▶ **Exercise**: Copy the following items word for word.

--- Start of Supplied data ---

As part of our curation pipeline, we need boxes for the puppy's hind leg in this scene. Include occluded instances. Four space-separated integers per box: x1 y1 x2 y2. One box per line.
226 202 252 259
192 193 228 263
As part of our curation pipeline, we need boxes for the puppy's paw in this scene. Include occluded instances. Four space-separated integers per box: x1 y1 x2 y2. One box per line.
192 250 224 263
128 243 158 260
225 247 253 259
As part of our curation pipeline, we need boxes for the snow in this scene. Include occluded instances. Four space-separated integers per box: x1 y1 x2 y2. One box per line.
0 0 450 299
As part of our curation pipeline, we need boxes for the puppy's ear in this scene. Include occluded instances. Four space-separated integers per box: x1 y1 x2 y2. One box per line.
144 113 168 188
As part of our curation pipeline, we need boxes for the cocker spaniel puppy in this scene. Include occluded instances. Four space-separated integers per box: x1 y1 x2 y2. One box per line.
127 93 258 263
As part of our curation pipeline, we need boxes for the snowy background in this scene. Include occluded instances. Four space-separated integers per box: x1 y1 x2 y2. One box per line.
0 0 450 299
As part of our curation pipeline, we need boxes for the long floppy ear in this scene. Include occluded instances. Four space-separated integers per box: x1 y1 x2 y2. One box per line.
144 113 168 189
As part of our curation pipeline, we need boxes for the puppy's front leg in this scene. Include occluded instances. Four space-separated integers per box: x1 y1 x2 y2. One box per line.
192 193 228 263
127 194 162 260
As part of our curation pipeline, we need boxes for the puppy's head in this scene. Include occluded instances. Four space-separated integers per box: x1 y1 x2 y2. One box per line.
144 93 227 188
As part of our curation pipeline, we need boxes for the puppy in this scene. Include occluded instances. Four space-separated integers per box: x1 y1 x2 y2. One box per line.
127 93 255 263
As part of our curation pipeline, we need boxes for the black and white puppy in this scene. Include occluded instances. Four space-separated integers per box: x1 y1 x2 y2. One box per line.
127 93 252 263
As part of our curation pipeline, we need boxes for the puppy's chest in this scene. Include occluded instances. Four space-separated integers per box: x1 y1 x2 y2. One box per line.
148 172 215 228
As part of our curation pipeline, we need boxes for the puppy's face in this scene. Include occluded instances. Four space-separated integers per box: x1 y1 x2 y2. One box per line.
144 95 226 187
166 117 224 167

--- End of Supplied data ---

▶ **Solution**:
As part of our curation pipeline, we need boxes for the puppy's hind leg in this scene. Include occluded instances. Four space-separated integers per box: x1 y1 x2 y2. One box per line.
226 202 252 259
192 193 228 263
As part of our curation pipeline, we need boxes for the puppy's paw in this scene. Include occluded instances. Four space-separated integers per box: x1 y1 x2 y2. One box per line.
192 250 224 263
128 243 158 260
225 247 253 259
As part of our curation pipeline, we need boxes for the snow in this scene. Include occluded instances. Four space-separated integers per box: x1 y1 x2 y2. One box per line.
0 0 450 299
As part of our curation pipeline, we need boxes for the puppy's ear in this scene. Include occluded instances. Four space-separated integers per box: x1 y1 x2 y2. One box per line.
144 113 168 188
As part of our curation pipeline, we need boxes for the cocker spaniel puppy in this scene. Include occluded instances. Four space-separated integers per box: x1 y1 x2 y2. One box per line.
127 93 258 263
As part of our curation pipeline, we need boxes for the snowy background in this scene. Include occluded instances. Four space-separated integers per box: x1 y1 x2 y2. One box per line.
0 0 450 299
As part of our curation pipeline, we need boxes for the long floppy ear in this scene. Include occluded instances. Four space-separated integers per box: x1 y1 x2 y2. One box per line.
144 113 168 189
As part of our curation pipeline, we need boxes for the puppy's front leg in this scene. Include occluded instances. Four space-separated integers per box: x1 y1 x2 y2. One box per line.
192 193 228 263
127 194 162 260
As part of our curation pipeline, we need boxes for the puppy's head in this scene. Include occluded instances. Four space-separated integers per box: x1 y1 x2 y2. One box per line.
144 93 227 188
As part of our curation pipeline, we need boxes for the puppy in this scene. Include occluded instances. Four space-separated integers per box: x1 y1 x2 y2. One box per line.
127 93 255 263
As part of our curation pipeline, we need boxes for the black and white puppy in this scene. Include occluded instances. Four space-separated integers per box: x1 y1 x2 y2. One box per line.
127 93 252 263
As part of our curation pipeline, we need boxes for the puppy's chest in this scene. Include occluded instances. Four space-separated integers per box: x1 y1 x2 y2. One box per line.
148 172 215 228
As part of our curation pipeline, we need boxes for the puppy's face in this scene. Include occluded instances. Four space-separated integers per box: x1 y1 x2 y2. One box per line.
144 95 226 187
166 117 224 167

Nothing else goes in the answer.